◆ Aim:
Rewrite the part of the items that runs from the very start through the line containing "Prompt: air vent", replacing "free-text" with "open-ended" and leaving everything else unchanged.

(Items contained in a dataset)
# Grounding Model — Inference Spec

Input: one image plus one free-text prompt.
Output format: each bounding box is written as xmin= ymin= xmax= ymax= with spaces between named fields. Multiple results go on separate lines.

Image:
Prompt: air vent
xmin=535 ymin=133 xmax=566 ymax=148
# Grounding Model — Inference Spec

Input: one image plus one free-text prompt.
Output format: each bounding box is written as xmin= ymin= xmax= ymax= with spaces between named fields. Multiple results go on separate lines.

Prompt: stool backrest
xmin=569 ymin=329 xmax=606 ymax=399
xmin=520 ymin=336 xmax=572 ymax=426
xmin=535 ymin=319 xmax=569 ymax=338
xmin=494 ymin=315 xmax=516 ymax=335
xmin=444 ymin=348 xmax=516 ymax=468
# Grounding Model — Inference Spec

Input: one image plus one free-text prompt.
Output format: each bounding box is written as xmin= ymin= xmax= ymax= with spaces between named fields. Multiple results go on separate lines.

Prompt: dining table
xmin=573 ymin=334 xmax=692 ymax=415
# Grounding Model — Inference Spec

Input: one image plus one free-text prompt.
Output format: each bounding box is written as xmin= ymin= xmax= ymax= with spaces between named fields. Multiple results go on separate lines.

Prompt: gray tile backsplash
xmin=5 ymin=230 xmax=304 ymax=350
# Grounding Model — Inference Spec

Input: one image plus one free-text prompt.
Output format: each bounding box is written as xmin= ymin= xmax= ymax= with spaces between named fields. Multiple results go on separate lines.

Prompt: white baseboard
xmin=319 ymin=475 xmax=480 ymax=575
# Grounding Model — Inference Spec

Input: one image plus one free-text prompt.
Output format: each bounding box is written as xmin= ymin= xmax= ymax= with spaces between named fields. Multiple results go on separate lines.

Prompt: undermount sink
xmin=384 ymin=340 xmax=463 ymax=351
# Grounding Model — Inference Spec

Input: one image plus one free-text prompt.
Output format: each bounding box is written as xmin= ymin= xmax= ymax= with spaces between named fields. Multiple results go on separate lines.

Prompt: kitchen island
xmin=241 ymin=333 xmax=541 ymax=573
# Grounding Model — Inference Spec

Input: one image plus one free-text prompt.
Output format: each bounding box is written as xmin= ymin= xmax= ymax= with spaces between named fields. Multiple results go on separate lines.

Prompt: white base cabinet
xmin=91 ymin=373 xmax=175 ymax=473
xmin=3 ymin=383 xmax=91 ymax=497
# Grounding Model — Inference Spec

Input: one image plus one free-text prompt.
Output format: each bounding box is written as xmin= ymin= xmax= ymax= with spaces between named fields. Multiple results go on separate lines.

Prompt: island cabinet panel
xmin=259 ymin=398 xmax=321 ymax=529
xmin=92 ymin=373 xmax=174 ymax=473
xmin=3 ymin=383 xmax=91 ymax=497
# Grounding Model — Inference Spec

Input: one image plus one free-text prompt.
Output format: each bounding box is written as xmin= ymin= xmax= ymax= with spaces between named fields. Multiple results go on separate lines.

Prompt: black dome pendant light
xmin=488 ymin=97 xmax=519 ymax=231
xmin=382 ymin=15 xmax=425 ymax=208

◆ Output for this exercise:
# Grounding Model — Inference Spec

Input: one image plus one open-ended prompt.
Output format: each bounding box is written as xmin= ymin= xmax= ymax= with spaces between named fields. Multiple results go on separate lines.

Image:
Prompt: air vent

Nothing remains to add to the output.